The market value of one share of FAC Common Stock at the Effective Time shall
be the closing price of such common stock as reported on the Nasdaq Stock
Market on the last trading day preceding the Effective Time.  No such holder
will be entitled to dividends, voting rights, or any other rights as a
stockholder in respect of any fractional shares.

      3.5      NO DISSENTERS' RIGHTS.  The holders of Charter Common Stock will
not have dissenters' rights of appraisal as a result of the Merger or any other
event or transaction contemplated by this Agreement.

      3.6      MARKET VALUE OF FAC COMMON STOCK.  The market value of one share
of FAC Common Stock on the Effective Time (the "FAC Market Value") shall be the
average per share closing price of FAC Common Stock on the Nasdaq Stock Market
(as reported by The Wall Street Journal or other authoritative source) for the
twenty consecutive trading days ending on and including the third day
immediately preceding but not including the day of the Effective Time.


                                  ARTICLE FOUR
                               EXCHANGE OF SHARES


      4.1      EXCHANGE PROCEDURES.  Promptly after the Effective Time but in
no event later than five (5) business days thereafter, FAC shall cause FAC
itself or such bank or trust company as FAC shall elect (which may be a
subsidiary of FAC), acting as the exchange agent (the "Exchange Agent"), to
mail to the former stockholders of Charter appropriate transmittal materials
(which shall specify that delivery shall be effected, and risk of loss and
title to the certificates theretofore representing shares of Charter Common
Stock shall pass, only upon proper delivery of such certificates to the
Exchange Agent).  After the Effective Time, each holder of shares of Charter
Common Stock (other than shares to be canceled pursuant to Section 3.3 of this
Agreement) issued and outstanding at the Effective Time shall surrender the
certificate or certificates representing such shares to the Exchange Agent and
shall promptly upon surrender thereof receive in exchange therefor the
consideration provided in Section 3.1 of this Agreement, together with all
undelivered dividends or distributions in respect of such shares (without
interest thereon) pursuant to Section 4.2 of this Agreement.  To the extent
required by Section 3.4 of this Agreement, each holder of shares of Charter
Common Stock issued and outstanding at the Effective Time also shall receive,
upon surrender of the certificate or certificates representing such shares,
cash in lieu of any fractional share of FAC Common Stock to which such holder
may be otherwise entitled (without interest).  FAC shall not be obligated to
deliver the consideration to which any former holder of Charter





                                     - 5 -
<PAGE>   12

Common Stock is entitled as a result of the Merger until such holder surrenders
such holder's certificate or certificates representing the shares of Charter
Common Stock for exchange as provided in this Section 4.1. The certificate or
certificates of Charter Common Stock so surrendered shall be duly endorsed as
the Exchange Agent may require.  Any other provision of this Agreement
notwithstanding, neither FAC, the Surviving Bank, nor the Exchange Agent shall
be liable to a holder of Charter Common Stock or FAC Common Stock, as the case
may be, for any amounts paid or property delivered in good faith to a public
official pursuant to any applicable abandoned property, escheat or similar Law.
= = =
**LIST OF TASKS**
1: Rewrite the part of the merger agreement starting with "Common Stock is entitled" and going on through "or similar Law.", renaming "Exchange Agent" to "Paying Agent" throughout.
2: According to the merger agreement, how soon after the Effective Time must the transmittal materials be mailed to the former stockholders of Charter?

Stored records:
= = =
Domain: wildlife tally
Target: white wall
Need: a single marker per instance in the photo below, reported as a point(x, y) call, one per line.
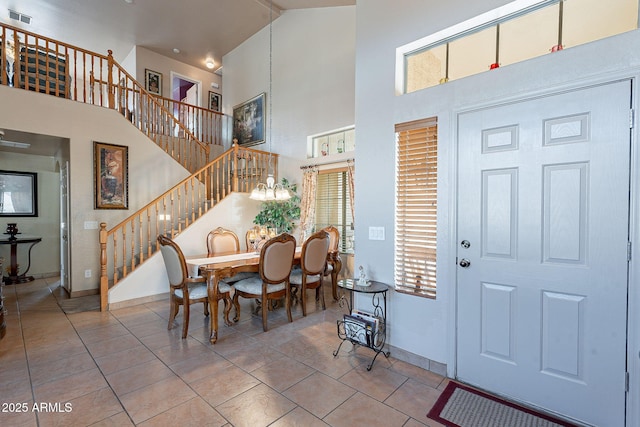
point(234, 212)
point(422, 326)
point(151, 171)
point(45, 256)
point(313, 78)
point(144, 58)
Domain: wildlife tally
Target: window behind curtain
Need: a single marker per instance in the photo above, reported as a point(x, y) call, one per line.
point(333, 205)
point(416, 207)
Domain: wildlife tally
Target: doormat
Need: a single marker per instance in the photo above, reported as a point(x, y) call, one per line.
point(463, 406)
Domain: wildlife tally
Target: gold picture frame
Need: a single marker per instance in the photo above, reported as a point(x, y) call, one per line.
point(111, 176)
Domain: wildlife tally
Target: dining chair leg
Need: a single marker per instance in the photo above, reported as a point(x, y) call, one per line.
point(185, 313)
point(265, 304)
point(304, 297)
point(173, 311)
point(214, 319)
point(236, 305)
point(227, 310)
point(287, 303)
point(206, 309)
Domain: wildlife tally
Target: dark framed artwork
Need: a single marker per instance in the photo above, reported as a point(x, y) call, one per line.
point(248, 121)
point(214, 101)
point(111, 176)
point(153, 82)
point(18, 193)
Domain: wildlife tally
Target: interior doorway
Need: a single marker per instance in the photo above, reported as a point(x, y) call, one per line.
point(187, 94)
= = =
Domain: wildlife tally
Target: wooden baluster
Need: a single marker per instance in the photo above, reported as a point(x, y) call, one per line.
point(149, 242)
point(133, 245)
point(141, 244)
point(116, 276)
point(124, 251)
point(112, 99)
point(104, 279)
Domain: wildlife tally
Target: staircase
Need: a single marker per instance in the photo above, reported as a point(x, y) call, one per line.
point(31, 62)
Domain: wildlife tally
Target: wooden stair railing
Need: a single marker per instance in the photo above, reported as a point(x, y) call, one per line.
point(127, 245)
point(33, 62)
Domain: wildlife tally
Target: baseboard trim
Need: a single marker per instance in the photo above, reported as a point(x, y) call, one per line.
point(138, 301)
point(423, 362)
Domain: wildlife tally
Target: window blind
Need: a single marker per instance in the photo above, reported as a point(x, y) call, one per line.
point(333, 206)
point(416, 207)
= = =
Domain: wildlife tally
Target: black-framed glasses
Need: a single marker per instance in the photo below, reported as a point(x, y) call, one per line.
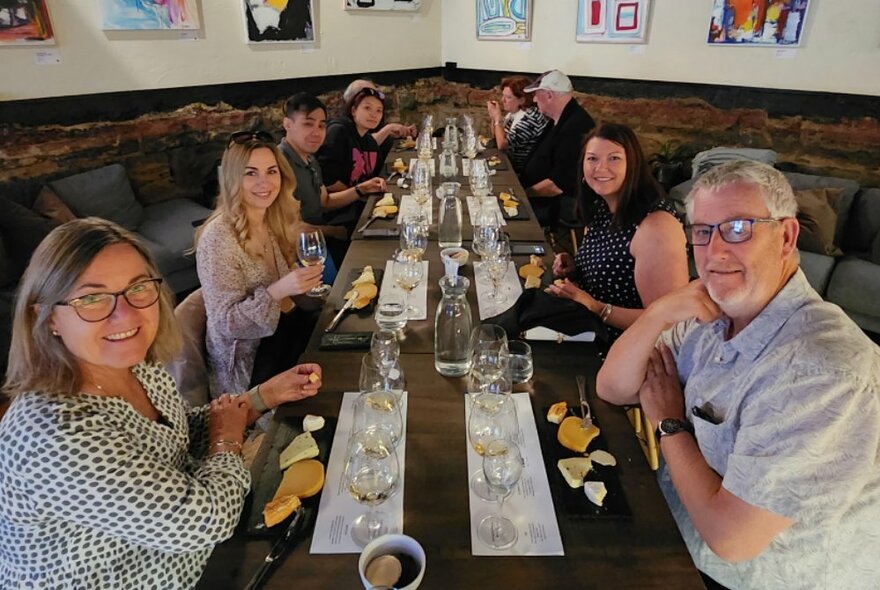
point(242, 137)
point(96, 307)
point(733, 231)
= = =
**OUTPUTS**
1:
Common Stock is entitled as a result of the Merger until such holder surrenders
such holder's certificate or certificates representing the shares of Charter
Common Stock for exchange as provided in this Section 4.1. The certificate or
certificates of Charter Common Stock so surrendered shall be duly endorsed as
the Paying Agent may require.  Any other provision of this Agreement
notwithstanding, neither FAC, the Surviving Bank, nor the Paying Agent shall
be liable to a holder of Charter Common Stock or FAC Common Stock, as the case
may be, for any amounts paid or property delivered in good faith to a public
official pursuant to any applicable abandoned property, escheat or similar Law.

2: No later than five business days after the Effective Time.